"Dancing in September" is an alternate name for "September", a single by Earth, Wind & Fire.

Dancing in September is a 2000 HBO television film starring Isaiah Washington and Nicole Ari Parker.

Plot
Dancing In September tells the story of two hopeful and ambitious African-Americans attempting to make their mark in the television industry. One is a scriptwriter named Tomasina “Tommy” Crawford (Parker), who has grown weary of contributing to stereotypical characters and programming for African-Americans and dreams of creating a balanced, positive program for herself and the African-American public. The other is a newly appointed television producer named George Washington (Washington), who hopes to ascend to the highest levels of the television industry and carve out a special place for himself to help redefine African-American programming. When Tommy submits a script for a positive family sitcom titled "Just Us," she is indirectly brought into George's path. The rest of the film follows the struggles that both she and George face in their specific environments, mainly painting a positive portrayal of African-Americans in the media, in addition to staying true to their own culture and identity as African-Americans.

* * * * * * * * *

### Exercise aim
Pick up the account of the 2000 HBO film Dancing in September after its last sentence and keep writing it.

### Available data
* * * * * * * * *

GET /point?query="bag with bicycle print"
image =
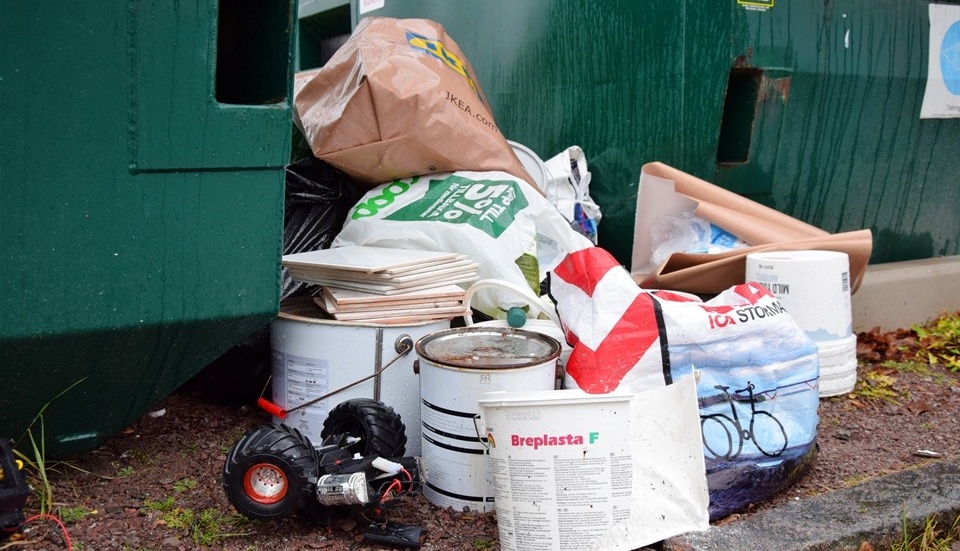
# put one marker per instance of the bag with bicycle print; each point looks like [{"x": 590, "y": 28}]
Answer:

* * * * * * * * *

### Task output
Cast
 Nicole Ari Parker as Tomasina "Tommy" Crawford
 Isaiah Washington as George Washington
 Vicellous Reon Shannon as James
 Jay Underwood as Michael Daniels
 Marcia Cross as Lydia Gleason
 Jenifer Lewis as Judge Warner
 James Avery as Mr. Warner
 Michael Cavanaugh as Harbor
 Malinda Williams as Rhonda

Awards and nominations
Black Reel Awards
2002: Won, "Best Director on Network/Cable" - Reggie Rock Bythewood
2002: Won, "Best Screenplay (Original or Adapted) on Network/Cable" - Reggie Rock Bythewood
2002: Nominated, "Best Actress on Network/Cable" - Nicole Ari Parker
2002: Nominated, "Best Film on Network/Cable"
2002: Nominated, "Best Supporting Actor in Network/Cable" - Vicellous Reon Shannon

Emmy Award
2001: Nominated, "Outstanding Music and Lyrics" - Mark Sparks & Sy Smith

Humanitas Prize
2001: Nominated, "Sundance Film Category" - Reggie Rock Bythewood

NAACP Image Awards
2002: Nominated, "Outstanding Actor in a Television Movie, Mini-Series or Dramatic Special" - Isaiah Washington
2002: Nominated, "Outstanding Television Movie, Mini-Series or Dramatic Special"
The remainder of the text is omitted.